* [Activity]: Copy exactly the lines of the material below that run from the one containing "Target: bird perched on ledge" through the one containing "Write each point like <point>8,218</point>.". Copy no other lines.

↓

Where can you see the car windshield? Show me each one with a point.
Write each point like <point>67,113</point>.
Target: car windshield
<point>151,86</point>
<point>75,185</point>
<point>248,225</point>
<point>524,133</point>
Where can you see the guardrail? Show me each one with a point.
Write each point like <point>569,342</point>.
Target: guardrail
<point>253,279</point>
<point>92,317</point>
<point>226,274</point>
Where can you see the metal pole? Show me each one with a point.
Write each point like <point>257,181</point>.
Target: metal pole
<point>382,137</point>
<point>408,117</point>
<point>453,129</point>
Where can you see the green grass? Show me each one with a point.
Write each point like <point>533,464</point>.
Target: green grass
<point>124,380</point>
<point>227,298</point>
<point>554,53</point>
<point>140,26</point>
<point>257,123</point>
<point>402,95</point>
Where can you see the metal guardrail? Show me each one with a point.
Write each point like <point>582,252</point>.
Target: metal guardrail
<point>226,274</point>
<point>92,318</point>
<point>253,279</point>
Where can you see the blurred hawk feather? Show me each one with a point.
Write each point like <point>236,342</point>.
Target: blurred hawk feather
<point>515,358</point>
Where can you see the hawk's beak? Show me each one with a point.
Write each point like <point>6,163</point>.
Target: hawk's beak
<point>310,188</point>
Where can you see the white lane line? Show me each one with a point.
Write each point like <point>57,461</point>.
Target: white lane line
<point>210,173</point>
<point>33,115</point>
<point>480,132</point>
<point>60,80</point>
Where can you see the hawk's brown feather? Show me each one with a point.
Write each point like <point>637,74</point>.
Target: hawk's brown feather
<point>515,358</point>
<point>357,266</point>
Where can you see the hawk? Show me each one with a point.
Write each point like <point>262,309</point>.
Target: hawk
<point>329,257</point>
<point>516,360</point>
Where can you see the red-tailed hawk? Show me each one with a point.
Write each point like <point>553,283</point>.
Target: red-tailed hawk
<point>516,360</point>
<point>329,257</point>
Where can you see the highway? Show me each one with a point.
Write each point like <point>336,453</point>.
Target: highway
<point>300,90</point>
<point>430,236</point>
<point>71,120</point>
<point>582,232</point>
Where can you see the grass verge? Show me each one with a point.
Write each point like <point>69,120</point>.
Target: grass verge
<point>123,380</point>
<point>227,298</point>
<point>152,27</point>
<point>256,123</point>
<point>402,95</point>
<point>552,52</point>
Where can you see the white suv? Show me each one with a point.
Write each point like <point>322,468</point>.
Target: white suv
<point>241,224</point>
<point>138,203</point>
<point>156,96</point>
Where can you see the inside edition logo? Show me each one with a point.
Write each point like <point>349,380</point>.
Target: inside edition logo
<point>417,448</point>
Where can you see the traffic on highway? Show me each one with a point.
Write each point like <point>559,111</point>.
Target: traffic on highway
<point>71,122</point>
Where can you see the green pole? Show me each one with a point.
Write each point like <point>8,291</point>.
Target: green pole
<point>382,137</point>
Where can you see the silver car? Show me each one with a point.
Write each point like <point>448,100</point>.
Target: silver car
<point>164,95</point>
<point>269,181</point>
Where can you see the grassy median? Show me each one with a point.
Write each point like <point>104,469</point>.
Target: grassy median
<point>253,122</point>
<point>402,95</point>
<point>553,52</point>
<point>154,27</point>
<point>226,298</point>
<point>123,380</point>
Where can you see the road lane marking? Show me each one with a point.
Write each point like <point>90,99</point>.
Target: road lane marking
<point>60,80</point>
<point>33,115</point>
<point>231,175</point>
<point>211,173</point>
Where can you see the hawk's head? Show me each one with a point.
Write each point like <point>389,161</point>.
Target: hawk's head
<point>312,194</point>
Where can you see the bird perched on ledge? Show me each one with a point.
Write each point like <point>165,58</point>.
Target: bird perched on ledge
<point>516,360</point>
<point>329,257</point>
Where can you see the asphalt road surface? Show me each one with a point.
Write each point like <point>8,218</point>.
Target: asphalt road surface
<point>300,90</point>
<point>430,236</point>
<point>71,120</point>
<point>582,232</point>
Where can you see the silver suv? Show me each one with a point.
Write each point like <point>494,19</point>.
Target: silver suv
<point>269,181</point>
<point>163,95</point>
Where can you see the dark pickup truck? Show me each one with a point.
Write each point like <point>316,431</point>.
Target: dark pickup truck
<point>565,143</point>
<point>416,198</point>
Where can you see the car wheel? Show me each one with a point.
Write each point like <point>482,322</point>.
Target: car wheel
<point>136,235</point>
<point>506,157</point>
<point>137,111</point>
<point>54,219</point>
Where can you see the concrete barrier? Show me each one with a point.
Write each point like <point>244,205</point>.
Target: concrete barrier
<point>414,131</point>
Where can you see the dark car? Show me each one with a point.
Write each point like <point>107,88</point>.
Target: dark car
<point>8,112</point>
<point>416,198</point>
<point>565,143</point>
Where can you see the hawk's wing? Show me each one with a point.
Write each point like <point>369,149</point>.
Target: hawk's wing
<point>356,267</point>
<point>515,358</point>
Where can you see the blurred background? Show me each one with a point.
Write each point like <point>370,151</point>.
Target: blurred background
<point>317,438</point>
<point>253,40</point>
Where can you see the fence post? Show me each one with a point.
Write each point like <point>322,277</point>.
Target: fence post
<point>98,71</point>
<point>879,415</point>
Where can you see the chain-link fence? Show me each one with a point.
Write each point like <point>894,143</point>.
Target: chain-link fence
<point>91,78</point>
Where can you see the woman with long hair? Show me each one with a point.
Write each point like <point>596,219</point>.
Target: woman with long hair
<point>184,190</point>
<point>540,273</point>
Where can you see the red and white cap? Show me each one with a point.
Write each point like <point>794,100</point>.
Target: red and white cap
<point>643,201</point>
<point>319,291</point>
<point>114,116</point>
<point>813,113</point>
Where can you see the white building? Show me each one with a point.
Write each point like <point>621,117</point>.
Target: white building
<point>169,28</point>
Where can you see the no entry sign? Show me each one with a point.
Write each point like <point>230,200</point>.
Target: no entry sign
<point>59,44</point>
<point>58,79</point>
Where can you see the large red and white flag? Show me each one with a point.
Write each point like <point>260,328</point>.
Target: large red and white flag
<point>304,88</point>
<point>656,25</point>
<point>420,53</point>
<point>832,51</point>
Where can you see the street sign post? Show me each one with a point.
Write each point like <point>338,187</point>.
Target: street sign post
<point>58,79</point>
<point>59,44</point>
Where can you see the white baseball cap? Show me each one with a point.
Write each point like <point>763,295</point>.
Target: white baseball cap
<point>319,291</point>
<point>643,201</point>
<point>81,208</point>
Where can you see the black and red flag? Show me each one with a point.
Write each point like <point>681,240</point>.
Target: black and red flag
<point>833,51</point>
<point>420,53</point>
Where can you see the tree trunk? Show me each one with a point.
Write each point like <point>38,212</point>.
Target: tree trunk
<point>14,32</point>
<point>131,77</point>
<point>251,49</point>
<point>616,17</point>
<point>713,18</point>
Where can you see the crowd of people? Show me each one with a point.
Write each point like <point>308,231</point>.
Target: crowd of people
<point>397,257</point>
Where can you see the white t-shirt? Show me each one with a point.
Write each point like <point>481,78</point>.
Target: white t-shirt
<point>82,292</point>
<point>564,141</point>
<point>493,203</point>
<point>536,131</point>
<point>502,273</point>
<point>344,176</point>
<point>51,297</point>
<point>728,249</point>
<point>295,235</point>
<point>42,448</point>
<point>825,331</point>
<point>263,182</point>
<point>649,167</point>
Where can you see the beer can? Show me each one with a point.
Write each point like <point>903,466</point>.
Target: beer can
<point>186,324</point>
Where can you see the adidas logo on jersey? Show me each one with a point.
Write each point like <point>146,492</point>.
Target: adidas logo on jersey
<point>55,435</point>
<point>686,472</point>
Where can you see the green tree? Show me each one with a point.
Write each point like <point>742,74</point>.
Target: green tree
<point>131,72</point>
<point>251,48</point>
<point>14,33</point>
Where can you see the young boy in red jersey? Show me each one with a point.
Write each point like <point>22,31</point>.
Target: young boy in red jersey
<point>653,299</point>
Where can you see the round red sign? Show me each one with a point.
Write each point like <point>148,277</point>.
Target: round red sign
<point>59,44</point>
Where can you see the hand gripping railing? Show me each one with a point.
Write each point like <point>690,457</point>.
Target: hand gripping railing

↑

* [Problem solution]:
Target: bird perched on ledge
<point>516,360</point>
<point>329,257</point>
Where can you see the asphalt road surface? Show me each one with a point.
Write each point like <point>8,218</point>.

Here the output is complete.